### Your goal:
Using the data below, copy out all lines with the word "bolt".

==*==

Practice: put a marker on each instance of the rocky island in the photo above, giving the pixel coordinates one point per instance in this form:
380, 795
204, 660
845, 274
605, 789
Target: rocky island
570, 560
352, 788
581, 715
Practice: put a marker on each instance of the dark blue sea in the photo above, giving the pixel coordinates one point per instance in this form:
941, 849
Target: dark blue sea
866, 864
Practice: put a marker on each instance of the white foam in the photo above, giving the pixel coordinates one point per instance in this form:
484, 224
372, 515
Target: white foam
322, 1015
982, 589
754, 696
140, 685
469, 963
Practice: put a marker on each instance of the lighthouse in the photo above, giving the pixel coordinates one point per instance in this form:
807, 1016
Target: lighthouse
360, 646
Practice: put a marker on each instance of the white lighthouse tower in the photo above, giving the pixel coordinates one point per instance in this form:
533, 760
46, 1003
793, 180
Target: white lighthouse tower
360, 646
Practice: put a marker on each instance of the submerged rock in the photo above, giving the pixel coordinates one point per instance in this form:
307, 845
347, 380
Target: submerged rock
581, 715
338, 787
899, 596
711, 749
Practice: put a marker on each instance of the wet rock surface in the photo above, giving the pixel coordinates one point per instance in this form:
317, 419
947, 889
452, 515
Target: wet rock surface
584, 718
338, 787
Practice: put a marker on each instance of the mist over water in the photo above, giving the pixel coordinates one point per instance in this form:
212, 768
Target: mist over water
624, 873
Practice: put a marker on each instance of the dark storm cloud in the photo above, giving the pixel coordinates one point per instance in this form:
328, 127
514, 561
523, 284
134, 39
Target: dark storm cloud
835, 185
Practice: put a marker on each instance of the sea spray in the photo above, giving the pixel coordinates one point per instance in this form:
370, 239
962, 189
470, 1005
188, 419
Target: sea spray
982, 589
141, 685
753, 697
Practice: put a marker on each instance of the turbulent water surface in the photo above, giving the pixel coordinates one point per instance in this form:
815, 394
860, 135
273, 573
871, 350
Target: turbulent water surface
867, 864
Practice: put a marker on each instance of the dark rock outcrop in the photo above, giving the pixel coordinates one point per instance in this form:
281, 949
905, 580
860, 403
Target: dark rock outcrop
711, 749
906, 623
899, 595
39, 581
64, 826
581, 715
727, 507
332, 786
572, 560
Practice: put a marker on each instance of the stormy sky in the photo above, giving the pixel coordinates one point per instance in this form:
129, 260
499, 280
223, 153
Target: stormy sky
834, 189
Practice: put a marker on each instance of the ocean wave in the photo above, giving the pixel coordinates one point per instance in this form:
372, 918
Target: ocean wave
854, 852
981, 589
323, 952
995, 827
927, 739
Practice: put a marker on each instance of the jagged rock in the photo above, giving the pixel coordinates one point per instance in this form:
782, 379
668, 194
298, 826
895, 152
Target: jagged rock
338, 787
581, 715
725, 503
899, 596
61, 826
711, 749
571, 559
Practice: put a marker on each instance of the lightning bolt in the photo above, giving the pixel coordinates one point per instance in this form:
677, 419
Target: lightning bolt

==*==

### Solved exercise:
Practice: put a marker on each instance of the lightning bolt in the photo above, giving the pixel coordinates one point per instance in this form:
Target: lightning bolt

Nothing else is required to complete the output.